*Passage provided*
^^^^

The pages of the reports of Psycho-Analysis are filled with definite reports of cases in which present troubles have been traced back to painful past experiences—particularly to experiences in which the individual in his younger days was subjected to humiliation, degradation, abasement, mortification, shame, wounded pride or injured vanity, suggestions of his inferiority, loss of dignity or self-respect, in short, to wounds of his egoistic soul-nature. In some cases these causes have led to the cultivation and development of a character manifesting in shrinking, retiring, drawing back, “shriveling up,” or getting out of things—the timidity, faint-heartedness, lack of self-confidence, or the “inferiority complex” marking the introversive effect of Fear. In other cases, these causes have led to the cultivation and development of the character traits of quarrelsomeness, antagonism, resentment of things in general, prejudice, suspicion, jealousy, hatred, and general truculency marking the extroversive effect of Anger.

Even in cases in which the “phobias,” fears, prejudices, resentments, and antagonisms have been of a more limited character, they have been traced back to repressed, suppressed, buried, and covered up memories of experiences of the kind we have mentioned. For instance, a woman who had a morbid horror of snakes—almost an obsession of fear concerning them, a waking nightmare regarding them—was cured entirely when by Psycho-Analysis there was uncovered a “forgotten” experience of early childhood in which she had been terribly frightened by a toy serpent.

Other “phobias” concerned with spiders, roaches, kittens, certain flowers, etc., have been uncovered and cured in the same way. Prejudices concerning persons of certain nationalities or callings have been traced back to painful or humiliating specific experiences of childhood—a cure being then effected. Unreasoning fears, panicky thoughts, prejudices, and hatreds of certain things have been uncovered and cured by the same general method. In short, the roots or sources of poisonous mental traits, tendencies, and mental attitudes have been found hidden under the surface of the conscious mentality, and the troubles have been cured, by an application of these general principles.

You now have two important questions pressing for answers, namely: (1) How and why are these troubles cured by discovering, uncovering, and bringing into the light of consciousness their roots or sources? (2) By what methods may these roots and hidden causes be discovered, uncovered, and brought to light? In the answers to these two questions is to be found the gist of the effective principles of Psycho-Analysis. To answer them fully would require the writing or reading of many books, and excursions into many fields of the general science of psychology; but we shall endeavor to give you in brief, concise form the essential features of such answers.

^^^^

*Given information*
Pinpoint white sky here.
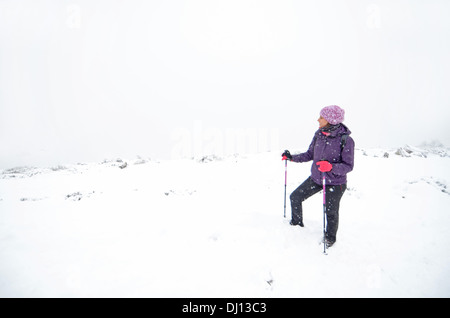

^^^^

*Exercise instructions*
Please edit the passage on Psycho-Analysis by restating it from the words "You now have" through "of such answers.", with "endeavor" changed to "try".

*Solution for this exercise*
You now have two important questions pressing for answers, namely: (1) How and why are these troubles cured by discovering, uncovering, and bringing into the light of consciousness their roots or sources? (2) By what methods may these roots and hidden causes be discovered, uncovered, and brought to light? In the answers to these two questions is to be found the gist of the effective principles of Psycho-Analysis. To answer them fully would require the writing or reading of many books, and excursions into many fields of the general science of psychology; but we shall try to give you in brief, concise form the essential features of such answers.